(Stored dataset items)

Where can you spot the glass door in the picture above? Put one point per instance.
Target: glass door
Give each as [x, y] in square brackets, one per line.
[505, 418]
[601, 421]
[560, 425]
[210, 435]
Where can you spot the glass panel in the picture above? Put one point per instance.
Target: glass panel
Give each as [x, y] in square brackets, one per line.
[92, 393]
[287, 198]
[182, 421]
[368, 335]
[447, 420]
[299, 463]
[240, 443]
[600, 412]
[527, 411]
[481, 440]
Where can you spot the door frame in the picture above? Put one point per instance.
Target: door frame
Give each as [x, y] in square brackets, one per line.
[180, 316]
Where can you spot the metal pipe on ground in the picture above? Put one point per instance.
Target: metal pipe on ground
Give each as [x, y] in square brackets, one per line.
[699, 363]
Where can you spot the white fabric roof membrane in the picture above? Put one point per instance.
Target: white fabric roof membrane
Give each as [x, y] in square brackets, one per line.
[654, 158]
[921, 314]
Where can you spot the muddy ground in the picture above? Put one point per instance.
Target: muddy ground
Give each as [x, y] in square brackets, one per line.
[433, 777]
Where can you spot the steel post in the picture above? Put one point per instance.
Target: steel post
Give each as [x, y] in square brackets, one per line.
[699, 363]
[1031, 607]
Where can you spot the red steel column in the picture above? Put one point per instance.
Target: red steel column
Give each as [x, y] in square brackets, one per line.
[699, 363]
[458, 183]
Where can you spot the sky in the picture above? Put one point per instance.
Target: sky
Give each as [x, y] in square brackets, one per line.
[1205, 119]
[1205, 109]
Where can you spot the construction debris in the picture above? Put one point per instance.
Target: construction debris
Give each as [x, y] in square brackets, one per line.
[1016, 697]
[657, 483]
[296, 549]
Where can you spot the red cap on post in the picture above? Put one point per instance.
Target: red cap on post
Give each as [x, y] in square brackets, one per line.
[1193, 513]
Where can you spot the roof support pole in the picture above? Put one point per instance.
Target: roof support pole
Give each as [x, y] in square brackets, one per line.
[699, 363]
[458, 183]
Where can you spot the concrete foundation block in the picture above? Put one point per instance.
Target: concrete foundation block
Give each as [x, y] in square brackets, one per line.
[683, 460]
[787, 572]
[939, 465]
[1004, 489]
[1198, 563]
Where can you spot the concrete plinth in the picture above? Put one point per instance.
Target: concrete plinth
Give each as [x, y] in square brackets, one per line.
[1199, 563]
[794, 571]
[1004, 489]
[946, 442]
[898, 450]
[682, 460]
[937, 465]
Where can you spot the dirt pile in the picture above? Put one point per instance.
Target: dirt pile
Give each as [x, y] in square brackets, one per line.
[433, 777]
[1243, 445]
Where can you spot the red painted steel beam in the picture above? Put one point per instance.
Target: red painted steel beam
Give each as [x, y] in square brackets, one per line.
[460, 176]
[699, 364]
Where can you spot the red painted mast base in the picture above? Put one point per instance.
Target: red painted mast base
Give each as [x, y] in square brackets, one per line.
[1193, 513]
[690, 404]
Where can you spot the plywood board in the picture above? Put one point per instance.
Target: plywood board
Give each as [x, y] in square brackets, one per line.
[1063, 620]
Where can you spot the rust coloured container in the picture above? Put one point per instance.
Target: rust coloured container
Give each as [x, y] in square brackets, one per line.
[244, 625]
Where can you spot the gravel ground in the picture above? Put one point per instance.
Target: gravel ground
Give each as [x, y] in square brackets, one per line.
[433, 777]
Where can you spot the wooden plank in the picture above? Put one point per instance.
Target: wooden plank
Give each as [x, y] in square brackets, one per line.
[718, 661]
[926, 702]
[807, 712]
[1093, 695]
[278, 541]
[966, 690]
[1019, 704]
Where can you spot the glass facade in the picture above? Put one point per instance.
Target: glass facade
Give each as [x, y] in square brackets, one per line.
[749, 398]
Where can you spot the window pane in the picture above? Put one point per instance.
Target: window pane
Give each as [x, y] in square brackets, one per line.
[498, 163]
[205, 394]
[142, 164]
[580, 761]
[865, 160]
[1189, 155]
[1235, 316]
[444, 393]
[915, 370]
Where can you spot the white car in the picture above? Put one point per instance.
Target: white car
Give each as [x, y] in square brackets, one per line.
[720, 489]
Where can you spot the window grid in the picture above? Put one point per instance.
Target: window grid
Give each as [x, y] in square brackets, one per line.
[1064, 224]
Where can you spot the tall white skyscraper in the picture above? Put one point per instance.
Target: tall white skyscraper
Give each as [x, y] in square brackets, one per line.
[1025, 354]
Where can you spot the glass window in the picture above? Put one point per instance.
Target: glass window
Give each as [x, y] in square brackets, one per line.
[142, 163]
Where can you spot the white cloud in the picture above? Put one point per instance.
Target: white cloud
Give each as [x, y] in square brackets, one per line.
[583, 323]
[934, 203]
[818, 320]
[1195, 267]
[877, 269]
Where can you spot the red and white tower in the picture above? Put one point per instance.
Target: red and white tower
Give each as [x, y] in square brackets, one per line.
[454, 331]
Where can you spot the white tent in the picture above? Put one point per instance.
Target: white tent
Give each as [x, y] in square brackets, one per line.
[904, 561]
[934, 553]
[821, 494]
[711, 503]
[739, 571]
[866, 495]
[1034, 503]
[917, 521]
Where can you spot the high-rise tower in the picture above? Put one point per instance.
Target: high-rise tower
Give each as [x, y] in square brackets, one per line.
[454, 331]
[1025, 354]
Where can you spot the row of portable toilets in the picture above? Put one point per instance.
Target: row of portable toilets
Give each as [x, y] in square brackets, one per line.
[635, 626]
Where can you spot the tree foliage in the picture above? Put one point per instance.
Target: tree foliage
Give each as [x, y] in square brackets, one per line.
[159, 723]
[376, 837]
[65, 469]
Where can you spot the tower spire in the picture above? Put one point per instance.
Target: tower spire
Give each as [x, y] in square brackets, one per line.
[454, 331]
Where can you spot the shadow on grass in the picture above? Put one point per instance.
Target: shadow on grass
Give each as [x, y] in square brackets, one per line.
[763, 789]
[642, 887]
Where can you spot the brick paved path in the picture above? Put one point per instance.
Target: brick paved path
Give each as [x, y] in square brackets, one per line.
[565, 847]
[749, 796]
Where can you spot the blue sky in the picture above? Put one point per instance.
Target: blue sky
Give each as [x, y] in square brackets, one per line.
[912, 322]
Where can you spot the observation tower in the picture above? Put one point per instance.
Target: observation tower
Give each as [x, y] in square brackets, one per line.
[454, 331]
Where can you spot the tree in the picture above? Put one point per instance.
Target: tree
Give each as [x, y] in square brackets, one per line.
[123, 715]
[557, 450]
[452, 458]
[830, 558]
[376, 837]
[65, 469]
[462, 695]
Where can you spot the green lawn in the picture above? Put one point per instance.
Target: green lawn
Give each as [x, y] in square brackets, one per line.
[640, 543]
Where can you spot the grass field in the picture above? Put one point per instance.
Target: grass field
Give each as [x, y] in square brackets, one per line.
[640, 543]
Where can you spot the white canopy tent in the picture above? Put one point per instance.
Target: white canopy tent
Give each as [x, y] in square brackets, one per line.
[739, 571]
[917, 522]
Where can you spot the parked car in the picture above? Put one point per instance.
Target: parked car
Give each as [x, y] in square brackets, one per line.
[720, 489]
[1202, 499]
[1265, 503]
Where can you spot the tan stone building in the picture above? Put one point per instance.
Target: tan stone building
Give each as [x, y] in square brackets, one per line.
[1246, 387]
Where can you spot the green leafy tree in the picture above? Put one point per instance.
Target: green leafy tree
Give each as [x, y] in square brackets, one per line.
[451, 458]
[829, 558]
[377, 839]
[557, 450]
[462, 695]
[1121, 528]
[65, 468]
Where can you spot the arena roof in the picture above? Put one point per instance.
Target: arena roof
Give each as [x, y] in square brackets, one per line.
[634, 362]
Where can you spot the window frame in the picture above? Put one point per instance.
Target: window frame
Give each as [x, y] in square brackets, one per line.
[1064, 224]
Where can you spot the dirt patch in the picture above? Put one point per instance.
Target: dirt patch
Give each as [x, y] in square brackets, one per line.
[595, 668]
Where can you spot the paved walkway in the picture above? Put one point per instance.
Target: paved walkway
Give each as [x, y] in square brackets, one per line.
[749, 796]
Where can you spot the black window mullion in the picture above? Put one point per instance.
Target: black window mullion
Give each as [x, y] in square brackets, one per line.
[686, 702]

ASSIGNMENT - Each line from the one containing "Where can you spot the dirt patch" to the last line above must be returned exactly, and no line outside that range.

ANSWER -
Where can you spot the dirt patch in the picture above? Put one point per instance.
Target: dirt patch
Give each as [x, y] in square brackets, one per line.
[595, 668]
Where can you spot the paved walkway in the picture above? Put one point per instance.
Target: paved walkway
Give each as [x, y] in square brackets, one per line.
[749, 796]
Where can you spot the black window mullion in the picture above? Put one point per instance.
Target: black window mullion
Give each as [x, y] in square brackets, one per line.
[686, 702]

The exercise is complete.